Rows:
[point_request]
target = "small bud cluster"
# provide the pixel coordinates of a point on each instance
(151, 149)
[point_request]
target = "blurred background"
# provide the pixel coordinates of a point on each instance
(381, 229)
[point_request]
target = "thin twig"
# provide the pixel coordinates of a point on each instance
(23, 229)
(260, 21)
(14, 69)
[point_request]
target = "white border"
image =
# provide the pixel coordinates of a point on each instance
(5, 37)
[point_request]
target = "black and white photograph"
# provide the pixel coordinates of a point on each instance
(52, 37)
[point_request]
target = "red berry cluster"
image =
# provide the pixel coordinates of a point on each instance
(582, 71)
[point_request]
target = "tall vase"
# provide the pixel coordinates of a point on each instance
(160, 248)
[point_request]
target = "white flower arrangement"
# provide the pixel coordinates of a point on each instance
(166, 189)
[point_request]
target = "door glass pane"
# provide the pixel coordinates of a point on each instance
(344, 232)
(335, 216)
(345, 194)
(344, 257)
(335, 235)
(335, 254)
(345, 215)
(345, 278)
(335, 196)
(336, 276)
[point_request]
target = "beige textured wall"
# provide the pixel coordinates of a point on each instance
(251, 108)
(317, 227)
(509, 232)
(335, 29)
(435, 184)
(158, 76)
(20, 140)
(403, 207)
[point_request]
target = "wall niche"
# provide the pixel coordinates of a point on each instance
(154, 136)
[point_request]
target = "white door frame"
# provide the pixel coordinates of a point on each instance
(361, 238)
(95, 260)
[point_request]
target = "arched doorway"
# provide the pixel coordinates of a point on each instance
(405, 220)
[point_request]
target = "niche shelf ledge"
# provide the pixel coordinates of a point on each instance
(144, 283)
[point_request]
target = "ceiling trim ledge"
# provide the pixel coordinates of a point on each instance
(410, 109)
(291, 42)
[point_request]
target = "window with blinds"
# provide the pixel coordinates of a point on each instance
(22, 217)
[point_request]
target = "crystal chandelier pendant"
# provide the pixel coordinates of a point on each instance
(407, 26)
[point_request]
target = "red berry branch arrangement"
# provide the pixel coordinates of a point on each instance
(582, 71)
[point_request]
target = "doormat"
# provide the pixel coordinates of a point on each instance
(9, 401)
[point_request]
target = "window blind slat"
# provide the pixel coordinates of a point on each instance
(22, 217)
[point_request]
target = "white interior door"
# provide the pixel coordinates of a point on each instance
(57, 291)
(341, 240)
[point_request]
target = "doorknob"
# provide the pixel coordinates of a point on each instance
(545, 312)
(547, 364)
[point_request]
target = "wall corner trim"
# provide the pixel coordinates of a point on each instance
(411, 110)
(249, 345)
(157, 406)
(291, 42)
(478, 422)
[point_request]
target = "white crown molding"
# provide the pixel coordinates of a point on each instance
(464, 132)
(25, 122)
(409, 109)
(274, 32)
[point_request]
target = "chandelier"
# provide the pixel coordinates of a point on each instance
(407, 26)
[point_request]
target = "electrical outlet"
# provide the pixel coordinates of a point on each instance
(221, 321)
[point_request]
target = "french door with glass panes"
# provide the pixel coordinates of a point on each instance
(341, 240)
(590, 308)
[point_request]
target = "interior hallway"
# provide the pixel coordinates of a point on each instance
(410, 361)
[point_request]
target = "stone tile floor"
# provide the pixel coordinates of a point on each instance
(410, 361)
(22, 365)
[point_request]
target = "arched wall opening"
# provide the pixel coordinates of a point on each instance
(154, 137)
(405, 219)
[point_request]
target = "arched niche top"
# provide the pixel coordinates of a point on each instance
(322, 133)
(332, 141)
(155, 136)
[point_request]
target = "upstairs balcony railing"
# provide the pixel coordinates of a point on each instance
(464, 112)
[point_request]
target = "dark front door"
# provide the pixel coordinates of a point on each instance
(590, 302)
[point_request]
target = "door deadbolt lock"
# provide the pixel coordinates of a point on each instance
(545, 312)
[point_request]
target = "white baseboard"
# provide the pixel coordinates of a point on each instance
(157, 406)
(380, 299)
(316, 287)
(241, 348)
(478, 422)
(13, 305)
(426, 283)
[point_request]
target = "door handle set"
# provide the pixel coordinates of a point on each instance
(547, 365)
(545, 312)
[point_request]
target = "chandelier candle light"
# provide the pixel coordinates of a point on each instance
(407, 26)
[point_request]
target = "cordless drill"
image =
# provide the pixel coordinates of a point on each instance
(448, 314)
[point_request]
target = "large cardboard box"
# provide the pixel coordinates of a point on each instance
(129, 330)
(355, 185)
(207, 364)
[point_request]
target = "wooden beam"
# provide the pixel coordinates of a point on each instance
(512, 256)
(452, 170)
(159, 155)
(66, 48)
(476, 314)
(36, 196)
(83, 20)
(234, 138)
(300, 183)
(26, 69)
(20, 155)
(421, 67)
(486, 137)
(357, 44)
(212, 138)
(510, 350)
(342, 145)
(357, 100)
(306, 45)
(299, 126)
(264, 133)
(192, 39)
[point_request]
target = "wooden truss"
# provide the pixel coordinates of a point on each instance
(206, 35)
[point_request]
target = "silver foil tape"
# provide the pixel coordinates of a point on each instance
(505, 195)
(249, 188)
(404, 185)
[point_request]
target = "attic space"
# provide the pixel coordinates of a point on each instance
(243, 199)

Aim: Identify every line in the material above that contains the word "wall", and copy each one in full.

Full response:
target = "beige textured wall"
target = "wall niche"
target = "wall corner trim"
target = "arched wall opening"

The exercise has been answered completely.